Provided records Start Marker
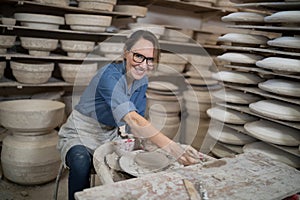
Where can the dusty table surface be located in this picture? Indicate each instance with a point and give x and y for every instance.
(246, 176)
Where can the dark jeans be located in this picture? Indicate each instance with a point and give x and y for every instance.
(79, 160)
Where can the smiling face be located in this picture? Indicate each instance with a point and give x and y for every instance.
(141, 49)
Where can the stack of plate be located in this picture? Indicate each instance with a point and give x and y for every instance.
(88, 23)
(107, 5)
(163, 106)
(40, 21)
(171, 64)
(77, 48)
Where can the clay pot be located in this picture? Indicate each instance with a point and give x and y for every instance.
(40, 21)
(30, 160)
(6, 41)
(32, 72)
(2, 68)
(31, 116)
(79, 73)
(77, 48)
(39, 46)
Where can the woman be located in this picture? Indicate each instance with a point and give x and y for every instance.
(116, 96)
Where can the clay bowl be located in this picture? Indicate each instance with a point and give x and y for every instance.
(54, 2)
(92, 23)
(6, 41)
(32, 72)
(39, 21)
(157, 30)
(77, 48)
(79, 73)
(2, 68)
(31, 116)
(39, 46)
(8, 21)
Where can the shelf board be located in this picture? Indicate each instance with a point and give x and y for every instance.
(271, 5)
(51, 8)
(261, 50)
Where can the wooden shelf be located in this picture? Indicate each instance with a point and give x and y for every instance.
(28, 6)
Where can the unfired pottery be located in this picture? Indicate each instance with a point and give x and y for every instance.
(276, 109)
(31, 115)
(235, 96)
(30, 160)
(281, 86)
(285, 41)
(39, 46)
(244, 38)
(273, 133)
(290, 16)
(243, 17)
(288, 65)
(229, 115)
(237, 77)
(246, 58)
(32, 72)
(230, 136)
(274, 153)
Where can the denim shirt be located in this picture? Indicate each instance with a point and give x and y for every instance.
(108, 99)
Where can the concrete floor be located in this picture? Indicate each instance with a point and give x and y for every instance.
(12, 191)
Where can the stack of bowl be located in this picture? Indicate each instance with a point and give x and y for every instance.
(29, 155)
(77, 48)
(107, 5)
(164, 106)
(32, 72)
(39, 46)
(88, 23)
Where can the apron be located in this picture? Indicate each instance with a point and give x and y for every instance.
(83, 130)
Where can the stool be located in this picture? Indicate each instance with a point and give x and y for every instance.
(60, 172)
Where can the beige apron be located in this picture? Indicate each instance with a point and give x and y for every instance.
(82, 130)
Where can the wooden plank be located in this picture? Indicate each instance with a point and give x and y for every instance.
(246, 176)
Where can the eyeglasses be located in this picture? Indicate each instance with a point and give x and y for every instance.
(139, 58)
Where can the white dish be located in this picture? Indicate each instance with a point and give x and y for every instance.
(237, 77)
(274, 153)
(288, 42)
(281, 87)
(246, 58)
(230, 136)
(276, 110)
(273, 132)
(280, 64)
(229, 115)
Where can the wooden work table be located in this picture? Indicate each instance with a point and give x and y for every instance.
(246, 176)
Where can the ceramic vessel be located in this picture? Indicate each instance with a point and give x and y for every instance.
(276, 109)
(39, 46)
(21, 116)
(30, 160)
(273, 133)
(32, 72)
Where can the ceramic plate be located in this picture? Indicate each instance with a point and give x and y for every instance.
(288, 42)
(281, 87)
(273, 132)
(229, 115)
(235, 96)
(284, 17)
(274, 153)
(128, 164)
(237, 77)
(243, 38)
(230, 136)
(276, 110)
(280, 64)
(245, 58)
(243, 17)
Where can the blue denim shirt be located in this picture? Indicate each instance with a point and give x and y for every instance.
(108, 99)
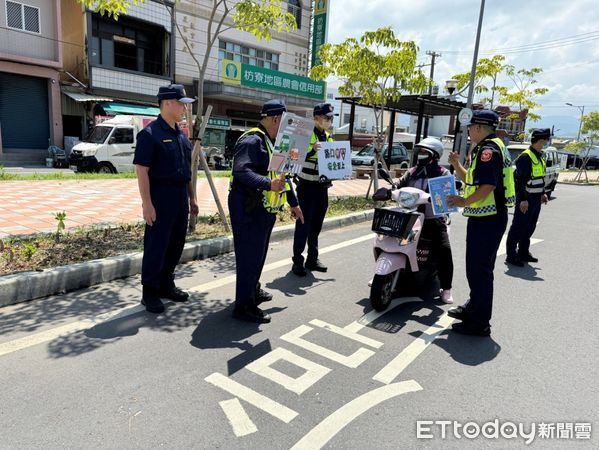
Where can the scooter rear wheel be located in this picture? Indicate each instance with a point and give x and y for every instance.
(380, 291)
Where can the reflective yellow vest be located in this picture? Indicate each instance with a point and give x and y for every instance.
(272, 201)
(536, 184)
(310, 169)
(487, 206)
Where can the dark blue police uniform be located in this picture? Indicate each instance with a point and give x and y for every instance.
(484, 236)
(252, 224)
(167, 153)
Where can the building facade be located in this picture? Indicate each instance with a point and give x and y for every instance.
(30, 63)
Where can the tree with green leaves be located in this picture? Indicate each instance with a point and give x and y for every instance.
(376, 68)
(486, 68)
(261, 19)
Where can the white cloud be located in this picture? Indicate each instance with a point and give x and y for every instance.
(450, 27)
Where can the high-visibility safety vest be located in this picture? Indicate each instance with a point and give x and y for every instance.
(536, 184)
(310, 170)
(272, 201)
(487, 206)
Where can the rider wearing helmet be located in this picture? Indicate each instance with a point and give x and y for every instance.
(428, 152)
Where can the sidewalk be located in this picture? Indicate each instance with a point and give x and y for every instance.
(28, 207)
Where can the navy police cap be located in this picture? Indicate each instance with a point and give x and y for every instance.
(174, 92)
(324, 109)
(541, 133)
(484, 117)
(273, 107)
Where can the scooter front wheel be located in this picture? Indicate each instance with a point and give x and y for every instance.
(380, 291)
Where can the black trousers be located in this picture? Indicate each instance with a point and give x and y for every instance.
(436, 231)
(523, 227)
(482, 242)
(313, 198)
(251, 236)
(165, 239)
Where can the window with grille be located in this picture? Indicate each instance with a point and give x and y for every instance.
(294, 7)
(247, 55)
(22, 17)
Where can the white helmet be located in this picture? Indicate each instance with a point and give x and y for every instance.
(432, 144)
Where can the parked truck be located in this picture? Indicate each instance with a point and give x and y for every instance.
(110, 146)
Provided records End Marker
_Task item_:
Begin with the line that contains "Where can the scooter front" and print each line exactly until the data ends, including the last line.

_Task response_:
Where can the scooter front wheel be located in this picture? Indicate each instance with a point and give x and y for every instance.
(380, 291)
Where can the black trousers be located in this picture? Indicate each instance with a point and give x and y for every instance.
(436, 231)
(523, 227)
(482, 242)
(313, 198)
(251, 236)
(165, 239)
Where can the window with grille be located in this picture? Indicate each instance with a point and give x and y for every instance.
(294, 7)
(247, 55)
(22, 17)
Where can the white helmet be located in this picture? Indicate each instance with a point and give x and y for every instance.
(432, 144)
Where can the parked truck be located in this picture? Indicate each instance with a point and give x and y for every instance.
(110, 146)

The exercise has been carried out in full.